Task to carry out: Copy all of the records below word for word, but leave out the pictures.
▶
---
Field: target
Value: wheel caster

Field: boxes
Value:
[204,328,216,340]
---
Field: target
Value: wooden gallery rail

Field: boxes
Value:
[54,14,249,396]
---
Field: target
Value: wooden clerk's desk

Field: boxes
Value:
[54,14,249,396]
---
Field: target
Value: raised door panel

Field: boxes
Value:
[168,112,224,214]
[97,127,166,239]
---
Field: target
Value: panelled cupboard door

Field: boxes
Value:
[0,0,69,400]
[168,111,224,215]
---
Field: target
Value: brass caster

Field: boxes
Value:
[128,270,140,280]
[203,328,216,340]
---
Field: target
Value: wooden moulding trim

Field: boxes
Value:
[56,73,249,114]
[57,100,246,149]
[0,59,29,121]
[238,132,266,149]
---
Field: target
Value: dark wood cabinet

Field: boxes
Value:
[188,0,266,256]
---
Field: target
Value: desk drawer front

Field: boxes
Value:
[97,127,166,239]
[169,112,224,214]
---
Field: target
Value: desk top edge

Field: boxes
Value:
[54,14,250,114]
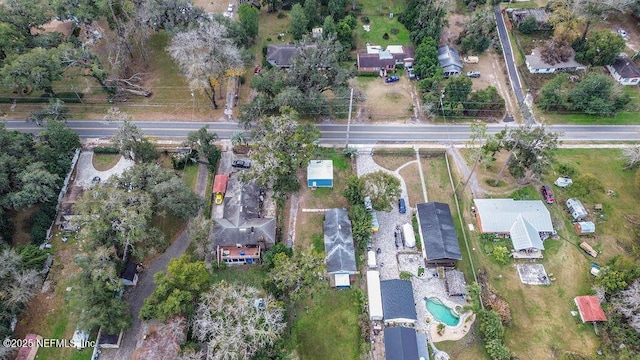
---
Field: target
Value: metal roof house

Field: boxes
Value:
[416,202,462,267]
[567,198,589,221]
[324,208,357,287]
[525,49,587,74]
[211,177,276,265]
[473,199,554,251]
[384,326,420,360]
[367,270,384,321]
[307,160,333,188]
[573,295,607,322]
[438,45,463,77]
[607,56,640,85]
[120,262,138,286]
[380,279,418,326]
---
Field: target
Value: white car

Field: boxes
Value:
[553,176,573,188]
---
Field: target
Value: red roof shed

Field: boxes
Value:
[573,295,607,322]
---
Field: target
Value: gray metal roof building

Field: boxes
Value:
[324,209,356,274]
[212,176,276,248]
[384,326,420,360]
[417,202,462,267]
[380,279,418,324]
[473,199,554,251]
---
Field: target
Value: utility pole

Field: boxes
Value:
[344,88,353,149]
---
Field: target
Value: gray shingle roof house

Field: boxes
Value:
[438,45,462,77]
[473,199,554,251]
[380,279,418,325]
[212,177,276,249]
[324,208,357,286]
[524,49,587,74]
[384,326,420,360]
[607,56,640,85]
[416,202,462,267]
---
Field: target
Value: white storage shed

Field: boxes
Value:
[402,223,416,248]
[367,270,383,321]
[367,250,378,269]
[567,198,589,221]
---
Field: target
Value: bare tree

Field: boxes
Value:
[193,281,286,360]
[167,19,242,109]
[622,146,640,169]
[612,279,640,331]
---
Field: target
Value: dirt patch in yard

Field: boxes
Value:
[400,163,425,207]
[464,51,518,121]
[352,75,415,122]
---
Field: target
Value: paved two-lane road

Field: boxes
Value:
[6,121,640,145]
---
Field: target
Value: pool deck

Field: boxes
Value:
[410,268,475,342]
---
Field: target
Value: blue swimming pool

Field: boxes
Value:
[427,298,460,326]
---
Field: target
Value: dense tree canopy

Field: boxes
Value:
[537,74,630,116]
[247,111,320,194]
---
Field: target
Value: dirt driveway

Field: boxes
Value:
[463,51,518,120]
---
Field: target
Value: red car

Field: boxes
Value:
[540,185,555,204]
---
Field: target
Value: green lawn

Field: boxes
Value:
[290,288,360,360]
[182,164,198,191]
[355,0,412,49]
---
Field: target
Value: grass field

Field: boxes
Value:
[291,288,360,360]
[182,164,198,191]
[355,0,412,49]
[91,153,122,171]
[450,149,640,359]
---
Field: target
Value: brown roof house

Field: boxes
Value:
[607,55,640,85]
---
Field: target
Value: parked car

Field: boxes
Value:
[540,185,555,204]
[364,196,373,211]
[231,160,251,169]
[553,176,573,188]
[398,198,407,214]
[384,75,400,84]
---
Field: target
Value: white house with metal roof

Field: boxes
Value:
[473,199,555,251]
[307,160,333,188]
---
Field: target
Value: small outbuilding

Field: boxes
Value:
[573,295,607,322]
[380,279,418,326]
[567,198,589,221]
[573,221,596,235]
[307,160,333,188]
[384,326,420,360]
[445,270,467,296]
[121,262,138,286]
[367,270,384,321]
◀
Complete answer:
---
Field: target
Value: wheel caster

Field: boxes
Value:
[204,328,216,340]
---
Field: target
Value: wooden gallery rail

Field: boxes
Value:
[54,14,249,396]
---
Field: target
Value: wooden clerk's desk

Field: boxes
Value:
[54,14,249,396]
---
Field: target
Value: raised door panel

Field: boxes
Value:
[168,112,224,214]
[97,127,166,239]
---
Field: target
Value: panelled cupboard door

Field: boxes
Value:
[0,0,69,400]
[168,111,224,215]
---
Field: target
Value: brass caster

Field: boxes
Value:
[128,270,140,280]
[203,328,216,340]
---
Field: target
Value: wooden moulding trim

Field: boxes
Value:
[56,73,249,114]
[57,100,246,149]
[0,59,29,121]
[238,132,266,149]
---
Field: target
Value: dark wood cabinet

Field: boxes
Value:
[188,0,266,256]
---
Field: target
Value: desk drawer front

Field: boxes
Value:
[97,127,166,239]
[169,112,224,214]
---
Field: target
Value: desk top edge

Field: boxes
Value:
[54,14,250,114]
---
Field: target
Value: metal roof house

Field: boxes
Value:
[416,202,462,267]
[567,198,589,221]
[324,208,357,287]
[525,49,587,74]
[211,177,276,265]
[473,199,554,251]
[384,326,420,360]
[367,270,384,321]
[307,160,333,188]
[573,295,607,322]
[438,45,463,77]
[607,56,640,85]
[120,262,138,286]
[380,279,418,326]
---
Field: target
Value: white car

Field: boxes
Value:
[553,176,573,188]
---
Field: target
Value: red roof shed

Field: boxes
Value:
[573,295,607,322]
---
Field: target
Value: gray metal roof building

Field: boxes
Value:
[324,209,356,274]
[212,176,276,248]
[384,326,420,360]
[417,202,462,267]
[380,279,418,324]
[473,199,554,251]
---
Field: target
Value: utility pole

Field: boxes
Value:
[344,88,353,149]
---
Field: target
Value: gray shingle roof house

Field: boxes
Value:
[438,45,462,77]
[473,199,554,251]
[380,279,418,325]
[212,177,276,249]
[324,208,357,286]
[524,49,587,74]
[384,326,420,360]
[607,56,640,85]
[416,202,462,267]
---
Field: target
Value: white storage shed

Field: boxes
Value:
[402,223,416,248]
[367,270,383,321]
[367,250,378,269]
[567,198,589,221]
---
Field: target
Value: bare tree

Field: boxes
Value:
[193,281,286,360]
[167,19,242,109]
[622,146,640,169]
[612,279,640,331]
---
Field: target
Value: dirt patch in yard

Field: boxes
Value:
[400,163,425,207]
[464,51,518,121]
[352,75,415,122]
---
Field: target
Value: paved two-lane road

Field: boxes
Value:
[6,121,640,145]
---
Field: target
Value: pool deck

Field: boxes
Value:
[410,268,475,342]
---
Field: target
Value: blue swimming pool

Field: boxes
Value:
[427,298,460,326]
---
Field: target
Value: dense tree canopy

Field: boxes
Value:
[537,74,630,116]
[247,111,320,194]
---
Field: target
Value: dirt driveway

Field: boxes
Value:
[463,51,518,120]
---
Field: target
Value: red car

Field: boxes
Value:
[540,185,555,204]
---
Field: target
Value: green lawn

Field: boxes
Value:
[290,288,360,360]
[182,164,198,191]
[355,0,412,49]
---
Field: target
Value: grass field

Field: boxes
Value:
[291,288,360,360]
[182,164,198,191]
[355,0,412,49]
[91,153,122,171]
[450,149,640,359]
---
Field: target
Value: brown roof house

Field: boxes
Value:
[607,55,640,85]
---
Field: target
Value: parked car

Field: boxes
Value:
[540,185,555,204]
[364,196,373,211]
[231,160,251,169]
[553,176,573,188]
[398,198,407,214]
[384,75,400,84]
---
Field: target
Value: white house with metal roof

Field: boxes
Value:
[473,199,555,251]
[307,160,333,188]
---
Field: target
Value: small outbuilding

Field: boxes
Value:
[573,295,607,322]
[380,279,418,326]
[567,198,589,221]
[573,221,596,235]
[307,160,333,188]
[384,326,420,360]
[445,270,467,296]
[121,262,138,286]
[367,270,384,321]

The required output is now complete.